## Task description
Pictures in the data should be dropped; transcribe exactly the lines from the one that has "Target: toasted bread slice" through the one that has "In the photo above, where can the burning".

## Records supplied

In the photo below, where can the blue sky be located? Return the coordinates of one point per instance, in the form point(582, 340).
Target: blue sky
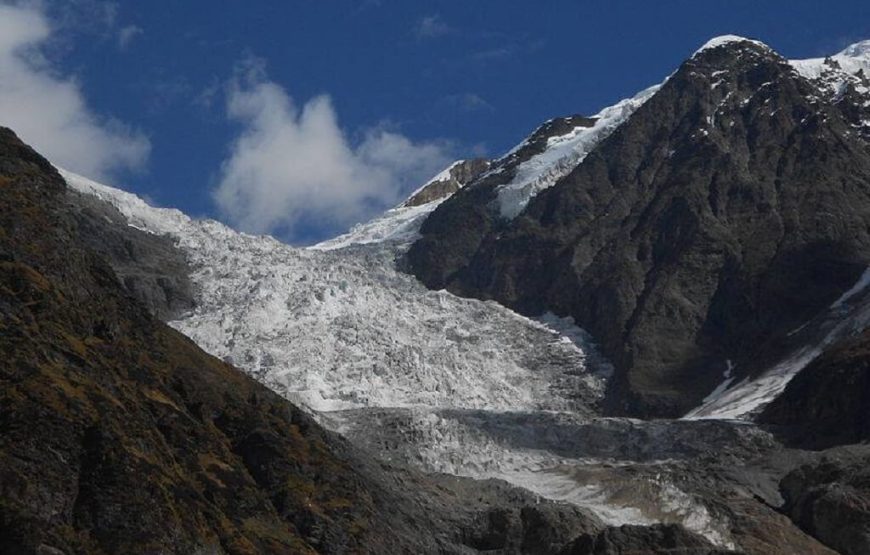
point(187, 103)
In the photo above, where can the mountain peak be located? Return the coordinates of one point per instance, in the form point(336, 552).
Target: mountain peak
point(858, 50)
point(726, 40)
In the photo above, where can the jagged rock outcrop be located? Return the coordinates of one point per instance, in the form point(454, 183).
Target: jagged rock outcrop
point(627, 540)
point(119, 435)
point(829, 499)
point(150, 267)
point(449, 181)
point(728, 210)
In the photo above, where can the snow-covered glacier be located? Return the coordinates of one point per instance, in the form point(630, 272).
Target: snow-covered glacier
point(403, 370)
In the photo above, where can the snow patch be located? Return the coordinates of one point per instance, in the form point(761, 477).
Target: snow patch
point(562, 154)
point(849, 314)
point(725, 40)
point(338, 329)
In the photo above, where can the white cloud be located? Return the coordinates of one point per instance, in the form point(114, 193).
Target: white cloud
point(49, 111)
point(294, 172)
point(432, 26)
point(127, 34)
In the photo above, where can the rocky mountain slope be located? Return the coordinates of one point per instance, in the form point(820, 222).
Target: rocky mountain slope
point(119, 435)
point(712, 227)
point(725, 212)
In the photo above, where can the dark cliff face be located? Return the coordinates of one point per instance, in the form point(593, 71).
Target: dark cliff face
point(460, 174)
point(732, 207)
point(829, 499)
point(828, 402)
point(119, 435)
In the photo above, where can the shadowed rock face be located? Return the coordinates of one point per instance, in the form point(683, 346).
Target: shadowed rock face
point(461, 173)
point(627, 540)
point(829, 499)
point(828, 402)
point(732, 207)
point(119, 435)
point(149, 266)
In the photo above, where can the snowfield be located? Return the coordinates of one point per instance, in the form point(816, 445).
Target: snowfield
point(460, 385)
point(342, 328)
point(337, 329)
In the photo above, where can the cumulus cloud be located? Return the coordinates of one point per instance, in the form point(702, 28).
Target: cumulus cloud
point(293, 171)
point(127, 34)
point(49, 111)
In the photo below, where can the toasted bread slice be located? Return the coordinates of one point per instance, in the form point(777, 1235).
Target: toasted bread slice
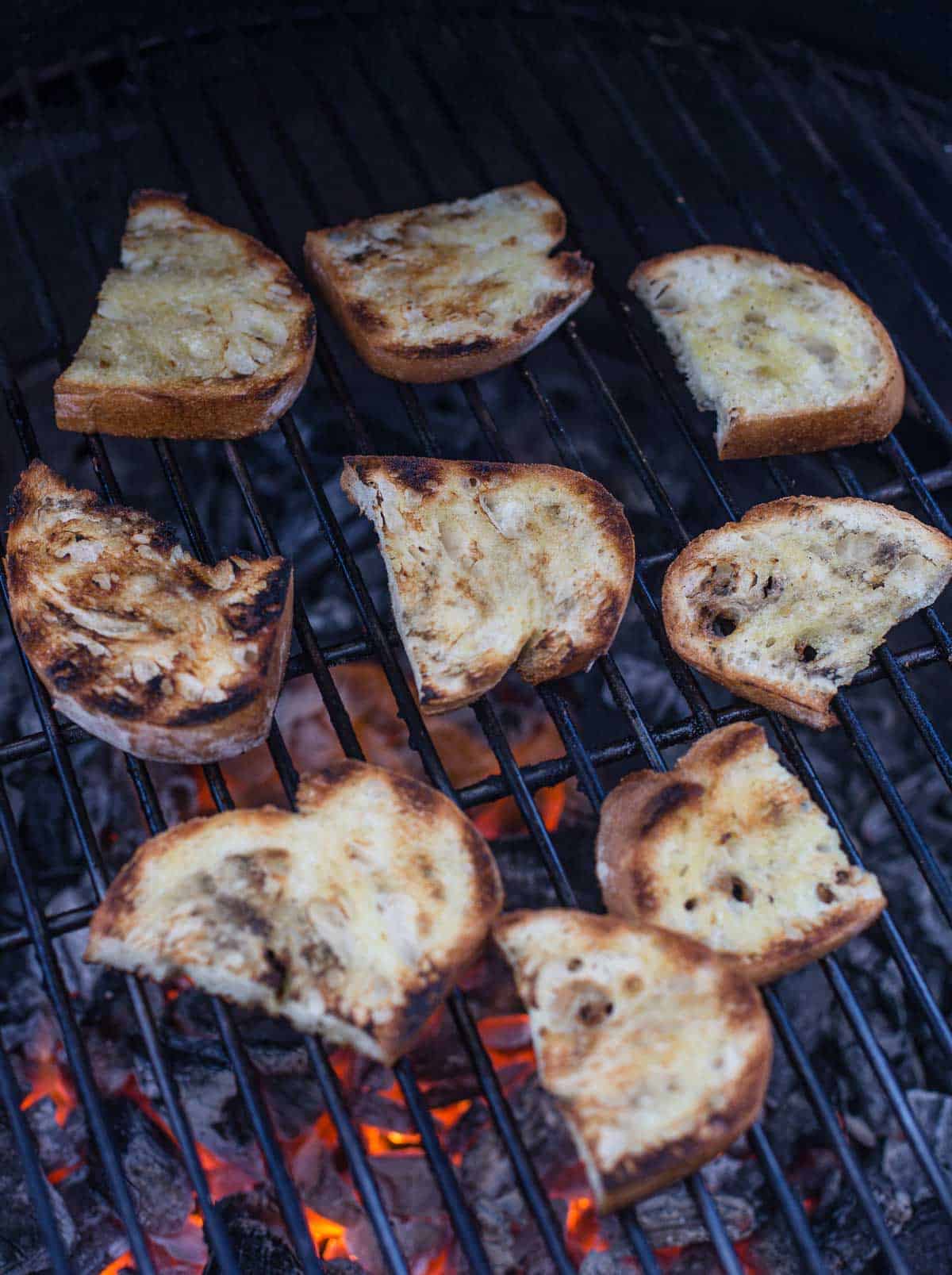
point(493, 565)
point(788, 605)
point(657, 1050)
point(136, 640)
point(351, 918)
point(729, 850)
point(202, 334)
point(451, 290)
point(788, 357)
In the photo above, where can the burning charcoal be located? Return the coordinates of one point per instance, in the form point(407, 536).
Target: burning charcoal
point(22, 1249)
point(152, 1167)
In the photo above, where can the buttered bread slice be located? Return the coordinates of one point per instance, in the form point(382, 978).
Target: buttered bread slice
point(729, 850)
point(657, 1050)
point(493, 565)
point(450, 290)
point(351, 917)
point(132, 638)
point(788, 605)
point(788, 357)
point(203, 333)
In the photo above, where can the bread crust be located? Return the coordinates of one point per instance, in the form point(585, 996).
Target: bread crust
point(578, 940)
point(445, 361)
point(430, 487)
point(811, 705)
point(92, 632)
point(214, 409)
point(649, 812)
point(282, 911)
point(857, 420)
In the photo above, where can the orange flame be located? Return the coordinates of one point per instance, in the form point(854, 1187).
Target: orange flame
point(52, 1080)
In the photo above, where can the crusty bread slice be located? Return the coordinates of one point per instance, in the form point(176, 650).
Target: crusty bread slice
point(788, 605)
point(729, 850)
point(493, 565)
point(352, 917)
point(136, 640)
point(788, 357)
point(450, 290)
point(201, 334)
point(657, 1050)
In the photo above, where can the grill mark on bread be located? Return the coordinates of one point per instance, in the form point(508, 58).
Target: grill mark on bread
point(267, 908)
point(142, 644)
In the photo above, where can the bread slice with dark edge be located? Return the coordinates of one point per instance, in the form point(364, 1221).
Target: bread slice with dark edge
point(493, 565)
point(202, 333)
point(657, 1050)
point(352, 917)
point(789, 605)
point(729, 850)
point(786, 356)
point(450, 290)
point(132, 638)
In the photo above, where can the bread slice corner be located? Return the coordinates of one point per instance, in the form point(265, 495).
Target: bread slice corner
point(788, 605)
point(788, 357)
point(351, 917)
point(134, 639)
point(201, 333)
point(731, 851)
point(453, 290)
point(492, 566)
point(657, 1050)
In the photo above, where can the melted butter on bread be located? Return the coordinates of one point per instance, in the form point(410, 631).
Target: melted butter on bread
point(351, 917)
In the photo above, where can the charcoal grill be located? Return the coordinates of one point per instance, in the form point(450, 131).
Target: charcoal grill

## Result of the exercise
Target: toasted bread slice
point(493, 565)
point(788, 605)
point(657, 1050)
point(136, 640)
point(351, 918)
point(729, 850)
point(202, 334)
point(451, 290)
point(788, 357)
In the photo above, where can the burning charcoal be located? Return the coordinates of one point per instance, in the form point(407, 536).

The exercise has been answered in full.